PLANNEN VOOR DE NIEUWE PLECHELMUS-KLOK

Iedere klok is uniek, alleen al omdat de vorm waarmee de klok wordt gemaakt bij het productieproces verloren gaat. Iedere klok heeft ook zijn eigen toon en timbre. Dat maakt het lastig om een nieuwe klok in te passen in een bestaande reeks klokken.

Stemming

Een beiaard of carillon bestaat uit een reeks gestemde klokken. Iedere toon (van een willekeurig muziekinstrument) bestaat uit een grondtoon en boventonen. Dat geldt ook voor klokken. En net als een toon van ieder ander muziekinstrument heeft ook de toon van een klok oneindig veel boventonen. Boventonen worden ook wel partialen genoemd. Over het algemeen worden bij klokken de zes belangrijkste partialen gestemd. Dit zijn meteen de boventonen die het sterkst klinken en die dus het meest bepalend zijn voor de klank. Door de frequentie van de boventonen van een bestaande klok te meten kan worden vastgesteld wat - binnen zekere grenzen - de frequenties van de belangrijkste boventonen van een nieuwe klok zouden moeten zijn.

Timbre

Het timbre van een klok is lastig te meten. Het is meer een kwestie voor het gehoor. Wel is het verloop van de sterkte van boventonen in de tijd - en dat is wel meetbaar - medebepalend voor het timbre. Grote verschillen tussen de uitklinktijd van een nieuwe klok en de uitklinktijd van bestaande klokken is dus objectief aantoonbaar. Van tevoren moet daarom worden afgesproken wat de criteria zijn om een klok goed of af te keuren. Het zal duidelijk zijn dat de karakteristieken van de nieuwe klok - binnen zekere grenzen - overeen moeten komen met die van de Maria-klok van Geert van Wou.

## Aanwijzingen bij opdracht
Beantwoord op basis van de tekst over de nieuwe Plechelmus-klok:
(a) Waardoor is iedere klok al uniek?
(b) Hoeveel partialen worden bij klokken over het algemeen gestemd?
(c) Met de karakteristieken van welke klok moeten die van de nieuwe klok binnen zekere grenzen overeenkomen?

[Brongegevens]

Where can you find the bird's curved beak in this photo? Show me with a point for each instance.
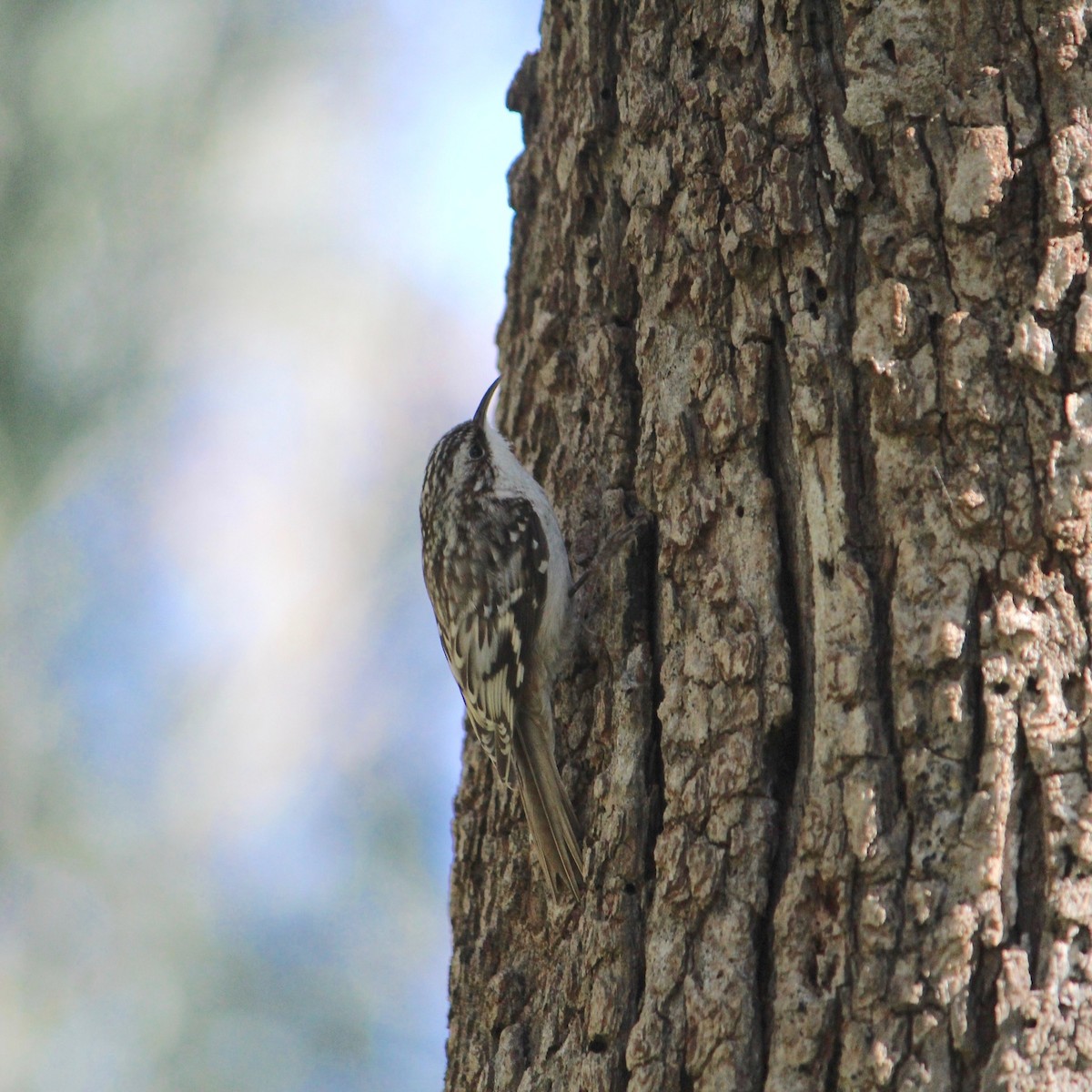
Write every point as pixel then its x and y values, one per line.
pixel 484 404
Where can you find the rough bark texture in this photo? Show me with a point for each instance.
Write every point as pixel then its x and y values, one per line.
pixel 808 282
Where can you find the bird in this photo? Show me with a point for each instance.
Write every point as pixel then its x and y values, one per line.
pixel 497 574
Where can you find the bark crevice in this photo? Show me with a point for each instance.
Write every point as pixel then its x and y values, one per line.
pixel 784 743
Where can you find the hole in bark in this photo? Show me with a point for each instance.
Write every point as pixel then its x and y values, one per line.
pixel 1031 864
pixel 1068 862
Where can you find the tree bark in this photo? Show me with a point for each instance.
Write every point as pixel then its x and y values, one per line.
pixel 807 283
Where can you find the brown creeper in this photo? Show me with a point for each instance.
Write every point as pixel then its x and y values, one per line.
pixel 497 572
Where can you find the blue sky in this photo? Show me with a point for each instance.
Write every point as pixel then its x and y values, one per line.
pixel 229 738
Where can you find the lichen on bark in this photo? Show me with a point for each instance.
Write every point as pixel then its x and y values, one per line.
pixel 809 285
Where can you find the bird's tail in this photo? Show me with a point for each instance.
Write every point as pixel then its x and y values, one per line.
pixel 545 802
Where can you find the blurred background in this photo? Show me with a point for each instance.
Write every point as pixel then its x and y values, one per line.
pixel 252 258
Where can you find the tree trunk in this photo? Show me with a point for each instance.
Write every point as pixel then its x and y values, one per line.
pixel 807 283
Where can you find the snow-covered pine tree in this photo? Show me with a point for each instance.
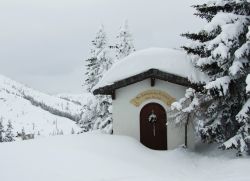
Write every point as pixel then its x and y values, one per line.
pixel 222 51
pixel 124 42
pixel 9 136
pixel 1 130
pixel 99 111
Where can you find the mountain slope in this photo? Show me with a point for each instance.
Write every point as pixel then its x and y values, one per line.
pixel 37 112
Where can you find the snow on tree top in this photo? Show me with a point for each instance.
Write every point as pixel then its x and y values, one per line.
pixel 164 59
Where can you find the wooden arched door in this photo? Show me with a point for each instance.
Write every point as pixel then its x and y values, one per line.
pixel 153 129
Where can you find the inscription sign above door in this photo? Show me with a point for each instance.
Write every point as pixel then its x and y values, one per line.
pixel 152 94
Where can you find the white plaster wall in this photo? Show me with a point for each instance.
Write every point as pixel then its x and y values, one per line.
pixel 126 116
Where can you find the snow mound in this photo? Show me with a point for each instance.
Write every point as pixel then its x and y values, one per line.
pixel 167 60
pixel 98 157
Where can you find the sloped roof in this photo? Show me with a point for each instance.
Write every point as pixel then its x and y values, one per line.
pixel 160 63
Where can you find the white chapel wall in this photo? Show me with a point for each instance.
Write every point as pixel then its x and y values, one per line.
pixel 127 116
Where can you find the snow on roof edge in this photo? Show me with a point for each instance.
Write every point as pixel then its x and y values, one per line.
pixel 168 60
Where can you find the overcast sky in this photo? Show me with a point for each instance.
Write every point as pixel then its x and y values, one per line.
pixel 43 43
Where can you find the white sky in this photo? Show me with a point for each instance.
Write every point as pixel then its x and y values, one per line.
pixel 43 43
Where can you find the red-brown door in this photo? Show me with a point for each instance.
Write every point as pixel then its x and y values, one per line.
pixel 153 129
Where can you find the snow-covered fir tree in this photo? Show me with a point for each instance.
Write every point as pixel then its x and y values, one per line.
pixel 99 60
pixel 97 114
pixel 1 130
pixel 124 42
pixel 9 136
pixel 222 51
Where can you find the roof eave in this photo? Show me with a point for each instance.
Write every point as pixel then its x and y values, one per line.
pixel 151 73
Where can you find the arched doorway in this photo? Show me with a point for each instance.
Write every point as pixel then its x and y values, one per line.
pixel 153 129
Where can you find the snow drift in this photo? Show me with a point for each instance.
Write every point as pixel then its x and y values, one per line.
pixel 96 157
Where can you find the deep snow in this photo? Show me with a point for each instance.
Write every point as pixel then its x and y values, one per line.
pixel 98 157
pixel 37 112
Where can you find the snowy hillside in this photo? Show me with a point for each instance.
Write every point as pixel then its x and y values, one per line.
pixel 37 112
pixel 96 157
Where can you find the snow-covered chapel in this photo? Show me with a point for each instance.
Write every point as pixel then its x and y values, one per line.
pixel 143 86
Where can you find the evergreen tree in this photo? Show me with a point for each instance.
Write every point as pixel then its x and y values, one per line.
pixel 222 51
pixel 98 63
pixel 9 136
pixel 99 60
pixel 1 130
pixel 124 42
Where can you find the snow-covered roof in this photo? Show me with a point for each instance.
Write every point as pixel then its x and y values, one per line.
pixel 167 60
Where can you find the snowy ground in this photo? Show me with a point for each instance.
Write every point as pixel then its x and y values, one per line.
pixel 98 157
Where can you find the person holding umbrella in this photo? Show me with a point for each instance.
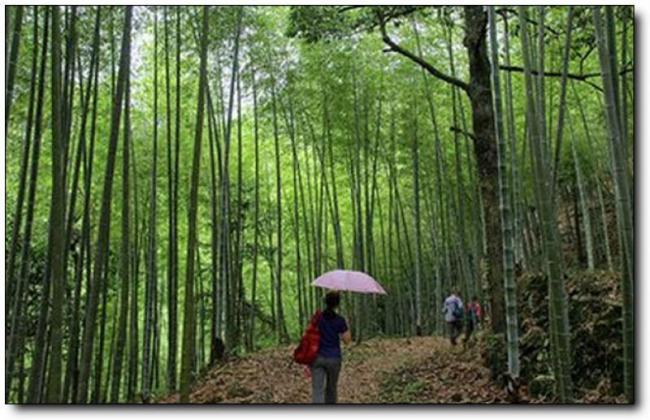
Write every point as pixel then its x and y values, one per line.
pixel 325 369
pixel 333 328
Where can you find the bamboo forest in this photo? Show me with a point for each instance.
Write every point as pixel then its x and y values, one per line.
pixel 191 191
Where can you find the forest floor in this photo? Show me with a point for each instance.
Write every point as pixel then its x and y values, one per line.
pixel 380 370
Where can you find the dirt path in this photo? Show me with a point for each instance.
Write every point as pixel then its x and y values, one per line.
pixel 396 370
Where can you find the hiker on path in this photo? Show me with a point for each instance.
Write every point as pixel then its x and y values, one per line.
pixel 473 317
pixel 325 369
pixel 453 310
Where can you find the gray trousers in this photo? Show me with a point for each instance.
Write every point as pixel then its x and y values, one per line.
pixel 324 379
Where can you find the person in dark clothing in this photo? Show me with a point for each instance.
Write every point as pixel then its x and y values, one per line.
pixel 473 318
pixel 325 369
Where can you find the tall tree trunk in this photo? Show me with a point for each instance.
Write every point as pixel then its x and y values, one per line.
pixel 125 247
pixel 512 329
pixel 189 313
pixel 12 65
pixel 558 305
pixel 622 191
pixel 486 153
pixel 57 218
pixel 101 251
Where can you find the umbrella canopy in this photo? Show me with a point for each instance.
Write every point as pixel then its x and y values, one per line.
pixel 353 281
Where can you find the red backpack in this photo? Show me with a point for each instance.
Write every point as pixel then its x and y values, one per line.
pixel 307 350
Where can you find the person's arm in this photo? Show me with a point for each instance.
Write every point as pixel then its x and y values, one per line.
pixel 346 336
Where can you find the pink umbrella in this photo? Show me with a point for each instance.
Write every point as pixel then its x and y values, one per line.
pixel 353 281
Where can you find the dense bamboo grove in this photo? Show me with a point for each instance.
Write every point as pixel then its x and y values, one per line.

## Oplossing
(a) Doordat de vorm waarmee de klok wordt gemaakt bij het productieproces verloren gaat.
(b) Zes.
(c) Met die van de Maria-klok van Geert van Wou.